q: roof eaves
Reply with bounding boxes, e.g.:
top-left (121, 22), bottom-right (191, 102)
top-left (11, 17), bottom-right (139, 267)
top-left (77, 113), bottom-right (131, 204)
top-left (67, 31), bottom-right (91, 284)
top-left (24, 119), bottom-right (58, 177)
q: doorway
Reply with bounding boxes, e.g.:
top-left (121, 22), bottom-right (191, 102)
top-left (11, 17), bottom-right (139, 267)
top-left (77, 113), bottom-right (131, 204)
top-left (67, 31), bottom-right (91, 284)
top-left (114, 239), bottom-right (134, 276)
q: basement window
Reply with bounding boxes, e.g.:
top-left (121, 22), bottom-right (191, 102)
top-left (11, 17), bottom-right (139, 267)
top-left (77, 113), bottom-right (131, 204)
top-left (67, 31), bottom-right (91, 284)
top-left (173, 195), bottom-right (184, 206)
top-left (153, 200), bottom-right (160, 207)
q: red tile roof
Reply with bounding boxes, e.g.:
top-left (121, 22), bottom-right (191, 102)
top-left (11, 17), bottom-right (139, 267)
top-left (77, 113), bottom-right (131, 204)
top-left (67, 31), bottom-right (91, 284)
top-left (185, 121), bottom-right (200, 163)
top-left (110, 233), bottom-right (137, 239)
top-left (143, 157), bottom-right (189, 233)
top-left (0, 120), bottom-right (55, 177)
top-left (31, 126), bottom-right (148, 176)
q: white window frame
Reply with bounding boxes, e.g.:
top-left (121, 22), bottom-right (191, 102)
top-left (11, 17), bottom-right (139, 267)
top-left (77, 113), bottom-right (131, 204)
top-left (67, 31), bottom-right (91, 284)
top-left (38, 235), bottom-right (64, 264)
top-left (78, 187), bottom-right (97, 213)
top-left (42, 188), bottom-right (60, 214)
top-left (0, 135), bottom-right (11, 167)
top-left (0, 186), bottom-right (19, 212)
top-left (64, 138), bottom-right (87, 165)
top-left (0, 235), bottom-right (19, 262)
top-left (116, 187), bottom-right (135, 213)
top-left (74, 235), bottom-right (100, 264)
::::::
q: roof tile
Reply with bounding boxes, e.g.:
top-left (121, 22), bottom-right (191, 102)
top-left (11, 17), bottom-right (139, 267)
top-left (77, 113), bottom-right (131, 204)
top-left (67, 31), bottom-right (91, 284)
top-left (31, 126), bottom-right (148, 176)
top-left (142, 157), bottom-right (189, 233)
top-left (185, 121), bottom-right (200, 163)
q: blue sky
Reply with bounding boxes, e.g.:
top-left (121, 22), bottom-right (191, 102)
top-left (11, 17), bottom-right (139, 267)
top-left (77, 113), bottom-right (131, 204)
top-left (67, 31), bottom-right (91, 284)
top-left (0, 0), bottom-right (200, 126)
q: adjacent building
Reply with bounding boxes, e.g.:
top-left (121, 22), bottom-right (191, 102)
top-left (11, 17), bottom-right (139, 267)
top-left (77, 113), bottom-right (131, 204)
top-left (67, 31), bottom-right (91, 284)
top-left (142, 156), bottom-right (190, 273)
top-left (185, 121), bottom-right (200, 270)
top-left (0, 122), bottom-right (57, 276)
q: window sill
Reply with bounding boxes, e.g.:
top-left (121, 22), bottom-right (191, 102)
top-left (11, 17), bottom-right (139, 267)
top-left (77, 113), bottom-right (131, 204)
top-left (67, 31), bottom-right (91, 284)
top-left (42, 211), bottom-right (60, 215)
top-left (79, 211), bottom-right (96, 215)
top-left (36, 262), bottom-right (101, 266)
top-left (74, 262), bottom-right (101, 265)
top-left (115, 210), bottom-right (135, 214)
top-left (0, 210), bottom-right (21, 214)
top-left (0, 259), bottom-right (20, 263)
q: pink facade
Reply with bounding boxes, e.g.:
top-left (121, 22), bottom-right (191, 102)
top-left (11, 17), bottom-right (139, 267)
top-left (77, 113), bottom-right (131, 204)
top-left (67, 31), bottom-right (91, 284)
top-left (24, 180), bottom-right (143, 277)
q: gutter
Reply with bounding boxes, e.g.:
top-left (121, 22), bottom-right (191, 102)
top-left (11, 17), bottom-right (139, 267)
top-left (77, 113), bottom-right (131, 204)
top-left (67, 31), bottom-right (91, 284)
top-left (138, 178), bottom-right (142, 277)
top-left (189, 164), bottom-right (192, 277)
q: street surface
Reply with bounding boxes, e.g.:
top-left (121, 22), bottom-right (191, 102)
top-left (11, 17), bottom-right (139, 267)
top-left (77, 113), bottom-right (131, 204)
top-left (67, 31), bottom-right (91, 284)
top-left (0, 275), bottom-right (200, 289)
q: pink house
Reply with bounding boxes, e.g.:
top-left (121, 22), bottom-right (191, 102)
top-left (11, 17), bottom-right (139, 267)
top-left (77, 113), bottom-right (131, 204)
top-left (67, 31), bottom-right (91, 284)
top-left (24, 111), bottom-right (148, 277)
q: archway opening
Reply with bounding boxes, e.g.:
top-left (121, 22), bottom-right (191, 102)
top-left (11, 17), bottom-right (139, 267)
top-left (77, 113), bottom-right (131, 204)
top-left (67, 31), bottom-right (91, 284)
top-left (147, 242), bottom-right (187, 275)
::::::
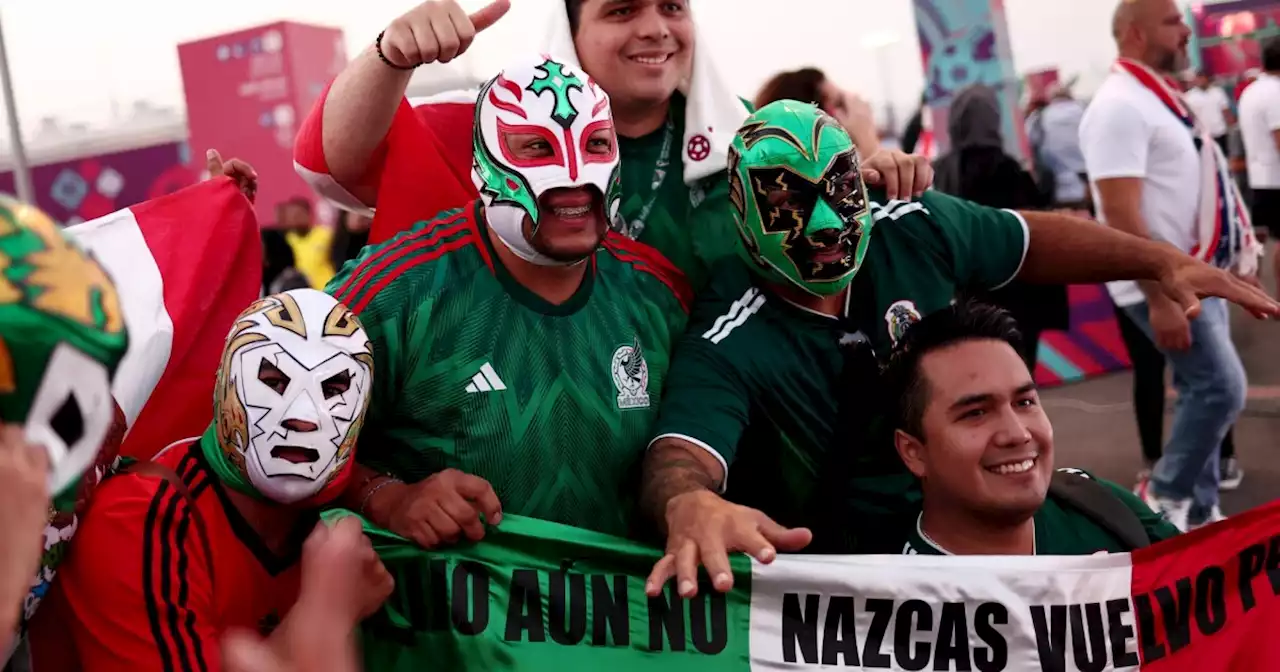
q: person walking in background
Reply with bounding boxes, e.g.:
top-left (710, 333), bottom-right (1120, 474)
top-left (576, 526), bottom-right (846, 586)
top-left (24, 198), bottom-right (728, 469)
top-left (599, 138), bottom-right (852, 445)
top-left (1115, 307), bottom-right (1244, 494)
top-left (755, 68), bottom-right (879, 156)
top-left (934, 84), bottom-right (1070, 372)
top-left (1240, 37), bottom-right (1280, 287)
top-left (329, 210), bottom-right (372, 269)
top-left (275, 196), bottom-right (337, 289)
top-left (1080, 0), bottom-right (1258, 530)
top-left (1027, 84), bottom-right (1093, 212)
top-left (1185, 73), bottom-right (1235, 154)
::::::
Schreib den Abschnitt der Datensätze unverändert ab, der mit der Zeile beginnt, die "q: person walking in background" enthält, und mit der Zeile endet, die "top-left (329, 210), bottom-right (372, 269)" enthält. Beide Zeilen gehören dazu.

### Ergebnis
q: person walking in background
Reply with bounding boxes, e.g.:
top-left (710, 333), bottom-right (1120, 474)
top-left (576, 526), bottom-right (846, 586)
top-left (24, 198), bottom-right (728, 469)
top-left (599, 138), bottom-right (852, 445)
top-left (1115, 307), bottom-right (1244, 494)
top-left (755, 68), bottom-right (879, 156)
top-left (934, 84), bottom-right (1070, 372)
top-left (1240, 37), bottom-right (1280, 287)
top-left (329, 210), bottom-right (372, 269)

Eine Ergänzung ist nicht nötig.